* **WHAT IS NEEDED**
Pull every line with "gown" from the data below and copy it.

MATERIALS PROVIDED below:

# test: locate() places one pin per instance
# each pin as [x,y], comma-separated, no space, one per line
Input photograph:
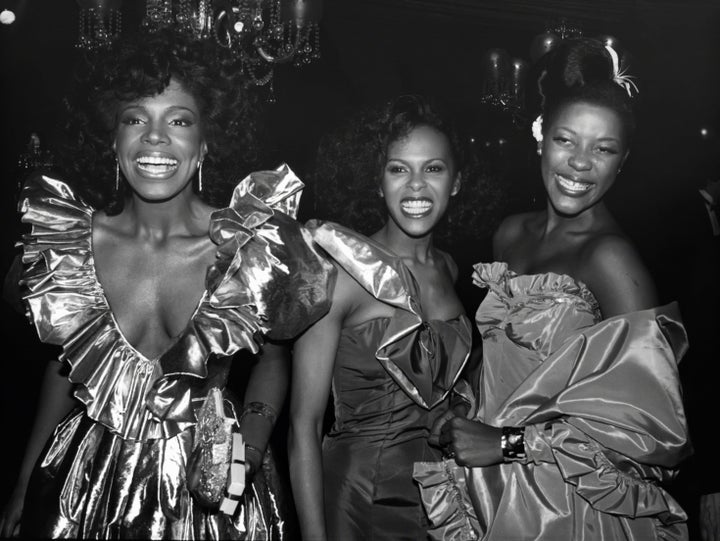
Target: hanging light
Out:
[261,33]
[100,21]
[503,85]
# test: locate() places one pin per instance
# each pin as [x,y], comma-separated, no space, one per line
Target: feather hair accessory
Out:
[620,76]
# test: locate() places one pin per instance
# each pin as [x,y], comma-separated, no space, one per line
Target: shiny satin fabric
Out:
[424,357]
[117,469]
[93,484]
[602,407]
[388,372]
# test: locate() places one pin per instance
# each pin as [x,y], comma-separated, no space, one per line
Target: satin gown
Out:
[601,404]
[391,379]
[115,467]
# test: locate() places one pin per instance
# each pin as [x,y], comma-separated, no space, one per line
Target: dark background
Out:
[374,49]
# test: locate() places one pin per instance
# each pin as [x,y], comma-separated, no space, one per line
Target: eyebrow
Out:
[606,139]
[171,109]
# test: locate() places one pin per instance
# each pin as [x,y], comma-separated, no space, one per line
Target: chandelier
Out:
[504,83]
[260,33]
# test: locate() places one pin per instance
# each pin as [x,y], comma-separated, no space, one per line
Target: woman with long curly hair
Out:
[151,290]
[394,343]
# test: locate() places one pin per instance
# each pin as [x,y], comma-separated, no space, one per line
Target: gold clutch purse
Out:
[218,453]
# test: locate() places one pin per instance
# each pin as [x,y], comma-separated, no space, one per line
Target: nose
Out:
[417,180]
[580,161]
[155,134]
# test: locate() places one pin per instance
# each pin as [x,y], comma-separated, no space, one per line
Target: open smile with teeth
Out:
[573,186]
[156,165]
[416,207]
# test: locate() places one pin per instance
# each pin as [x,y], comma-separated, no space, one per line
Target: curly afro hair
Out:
[141,65]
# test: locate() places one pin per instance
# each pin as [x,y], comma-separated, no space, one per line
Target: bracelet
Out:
[254,466]
[512,443]
[259,408]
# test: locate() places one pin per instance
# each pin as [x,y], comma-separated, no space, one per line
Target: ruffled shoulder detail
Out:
[505,283]
[68,307]
[425,357]
[268,279]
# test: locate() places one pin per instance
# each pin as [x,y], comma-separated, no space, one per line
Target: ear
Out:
[622,162]
[457,183]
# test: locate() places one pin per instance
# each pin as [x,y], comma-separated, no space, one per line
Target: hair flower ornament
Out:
[620,76]
[537,129]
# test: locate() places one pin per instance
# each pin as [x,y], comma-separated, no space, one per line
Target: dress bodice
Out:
[367,399]
[523,319]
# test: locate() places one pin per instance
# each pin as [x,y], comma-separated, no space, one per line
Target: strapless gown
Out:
[391,379]
[602,407]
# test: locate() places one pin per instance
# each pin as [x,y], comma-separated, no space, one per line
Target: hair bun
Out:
[573,64]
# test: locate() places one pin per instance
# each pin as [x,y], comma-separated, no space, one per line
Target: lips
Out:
[572,186]
[156,164]
[416,207]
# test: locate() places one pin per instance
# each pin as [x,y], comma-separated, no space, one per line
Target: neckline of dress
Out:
[585,293]
[115,325]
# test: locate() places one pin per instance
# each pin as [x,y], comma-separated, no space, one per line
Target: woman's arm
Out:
[55,402]
[264,398]
[313,363]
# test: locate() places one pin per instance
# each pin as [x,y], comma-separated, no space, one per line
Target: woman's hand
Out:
[10,518]
[471,443]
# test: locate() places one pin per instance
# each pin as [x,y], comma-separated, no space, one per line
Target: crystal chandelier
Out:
[99,22]
[261,33]
[503,85]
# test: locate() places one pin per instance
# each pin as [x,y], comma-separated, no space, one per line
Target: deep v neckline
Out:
[115,323]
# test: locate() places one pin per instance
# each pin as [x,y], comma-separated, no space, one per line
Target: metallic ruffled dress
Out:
[602,406]
[115,467]
[391,379]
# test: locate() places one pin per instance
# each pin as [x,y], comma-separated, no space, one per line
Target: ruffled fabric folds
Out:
[268,278]
[443,488]
[424,357]
[602,406]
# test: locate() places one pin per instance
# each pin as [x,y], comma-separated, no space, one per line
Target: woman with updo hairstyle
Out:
[578,419]
[156,266]
[396,339]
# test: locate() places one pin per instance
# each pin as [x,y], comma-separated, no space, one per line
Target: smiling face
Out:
[418,179]
[582,152]
[159,143]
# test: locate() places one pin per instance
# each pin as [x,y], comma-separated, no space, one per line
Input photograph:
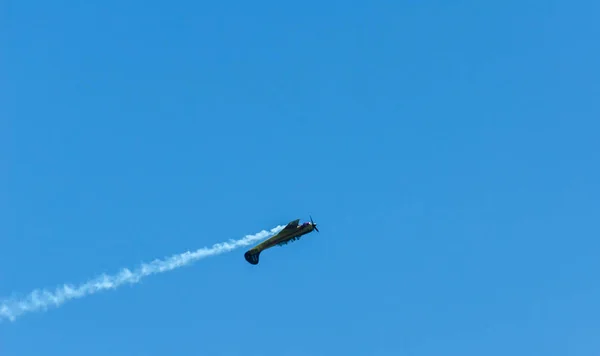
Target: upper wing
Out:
[292,225]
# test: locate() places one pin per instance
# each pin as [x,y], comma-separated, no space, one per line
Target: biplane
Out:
[291,232]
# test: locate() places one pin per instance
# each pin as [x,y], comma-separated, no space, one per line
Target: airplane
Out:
[290,232]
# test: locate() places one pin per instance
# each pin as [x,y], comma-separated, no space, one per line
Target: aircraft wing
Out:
[292,225]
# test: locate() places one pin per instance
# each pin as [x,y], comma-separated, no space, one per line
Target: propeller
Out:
[314,225]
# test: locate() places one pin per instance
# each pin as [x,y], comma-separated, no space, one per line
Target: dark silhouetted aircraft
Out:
[290,232]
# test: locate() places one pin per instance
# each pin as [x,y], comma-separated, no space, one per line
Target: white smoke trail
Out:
[43,299]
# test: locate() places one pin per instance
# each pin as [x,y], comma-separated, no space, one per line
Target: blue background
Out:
[448,151]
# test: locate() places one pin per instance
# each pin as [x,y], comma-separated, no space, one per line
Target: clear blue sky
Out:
[448,150]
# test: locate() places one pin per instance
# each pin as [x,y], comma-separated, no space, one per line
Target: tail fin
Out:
[252,256]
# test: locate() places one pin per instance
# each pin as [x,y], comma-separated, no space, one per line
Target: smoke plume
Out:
[41,300]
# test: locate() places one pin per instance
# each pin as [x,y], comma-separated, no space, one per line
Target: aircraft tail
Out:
[252,256]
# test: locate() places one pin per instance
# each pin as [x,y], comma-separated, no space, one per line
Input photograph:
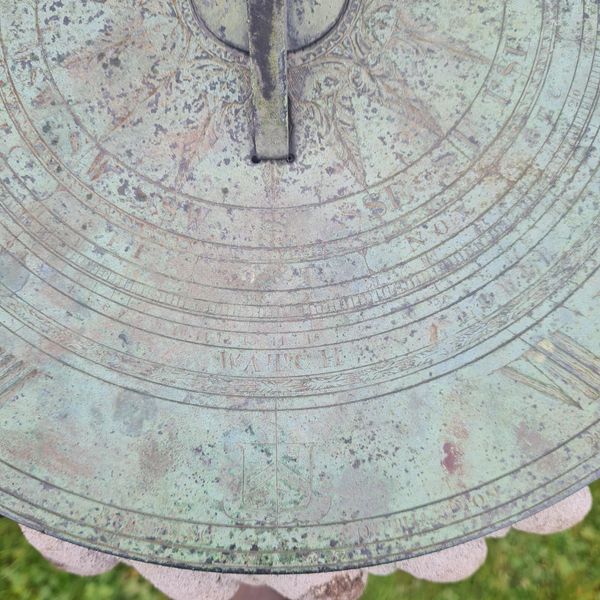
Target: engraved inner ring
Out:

End of MATERIALS PROVIDED.

* **ANSWER AREA**
Target: satin gown
Target: strapless gown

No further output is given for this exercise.